═════ Dataset entries

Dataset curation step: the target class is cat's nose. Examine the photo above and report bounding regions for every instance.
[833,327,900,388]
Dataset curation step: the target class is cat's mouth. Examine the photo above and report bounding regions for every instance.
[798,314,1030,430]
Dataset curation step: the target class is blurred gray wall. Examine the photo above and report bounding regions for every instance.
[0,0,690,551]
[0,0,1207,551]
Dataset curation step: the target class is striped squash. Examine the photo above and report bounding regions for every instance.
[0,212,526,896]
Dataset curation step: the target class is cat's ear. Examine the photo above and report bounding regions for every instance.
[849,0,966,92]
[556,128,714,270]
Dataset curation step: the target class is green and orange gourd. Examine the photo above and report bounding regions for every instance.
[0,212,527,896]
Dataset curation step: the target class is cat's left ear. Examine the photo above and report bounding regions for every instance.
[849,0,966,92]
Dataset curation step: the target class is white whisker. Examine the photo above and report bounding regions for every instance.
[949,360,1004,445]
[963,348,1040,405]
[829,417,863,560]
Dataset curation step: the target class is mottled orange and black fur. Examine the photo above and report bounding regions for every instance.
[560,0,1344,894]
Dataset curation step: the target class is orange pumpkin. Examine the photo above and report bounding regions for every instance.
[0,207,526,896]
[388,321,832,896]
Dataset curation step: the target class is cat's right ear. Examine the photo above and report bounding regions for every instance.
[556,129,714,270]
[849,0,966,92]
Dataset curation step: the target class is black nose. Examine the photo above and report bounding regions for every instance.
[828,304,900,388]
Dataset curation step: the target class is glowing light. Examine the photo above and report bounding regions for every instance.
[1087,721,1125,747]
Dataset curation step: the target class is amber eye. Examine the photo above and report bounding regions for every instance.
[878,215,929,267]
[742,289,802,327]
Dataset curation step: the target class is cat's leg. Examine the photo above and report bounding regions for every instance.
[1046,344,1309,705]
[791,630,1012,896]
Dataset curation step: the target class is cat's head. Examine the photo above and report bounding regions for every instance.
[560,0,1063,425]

══════════

• **To do**
Transcribe all of the data above line for line, keeping every character unchanged.

• **The reply**
Dataset curation step: the target class is cat's nose. Examine the photo above and report bounding regions for every instance.
[833,327,900,388]
Dataset curation step: the target class is cat's mouth. Examine the photo above and report bounding regions for every instance.
[798,314,1030,430]
Dataset curation step: the target class is blurred gray wall. Examine the photo above and report bounding regions for every instance.
[0,0,690,551]
[0,0,1207,551]
Dataset curation step: the target class is striped squash. Examine the photo above and report bounding regions for every instance.
[0,212,526,896]
Dataset curation step: the target class is cat's ear. Examine the photo above and report bounding regions for every instance.
[849,0,966,92]
[556,128,714,270]
Dataset curation step: the target class is green and orange gourd. Examine the photo above and report bounding regions for every instance.
[0,212,527,896]
Dataset curation step: the target class is cat's left ear. Examine the photo above and report bounding regions for every instance.
[849,0,966,92]
Dataset curation step: the target class is white whisker. Examine the photo above and report bounding regions for every instance.
[949,360,1004,445]
[963,348,1040,405]
[829,417,863,560]
Dataset curation step: the target class is mottled orange and black fur. Examine the photo above and report bounding regions for every instance.
[560,0,1344,894]
Dataset curation step: the target class is orange pumpkin. Examine the photo above and report bounding regions for every instance.
[0,207,526,896]
[388,321,832,896]
Dataset curation step: the target class is cat's right ear. Examine the photo above and report bounding regions for every instance.
[556,129,714,270]
[849,0,966,92]
Dataset curation step: the target class is black nose. Examine the photo above and report bounding regions for every instance.
[828,304,900,388]
Dataset curation step: the target class is glowing light. Examine the photo above and report bounding regions for every instance.
[1087,721,1125,747]
Dataset curation step: the target class is amber eye. Examine the photo above and report bounding regions for every instance.
[878,215,929,267]
[742,289,802,327]
Dataset curation step: the target class is cat's leg. Examine the photo above and report bounding regions for every instance.
[1046,344,1309,705]
[791,630,1012,896]
Dataset curation step: the target class is cat's head. Examine the photo above and report bounding regions for every instance.
[560,0,1063,425]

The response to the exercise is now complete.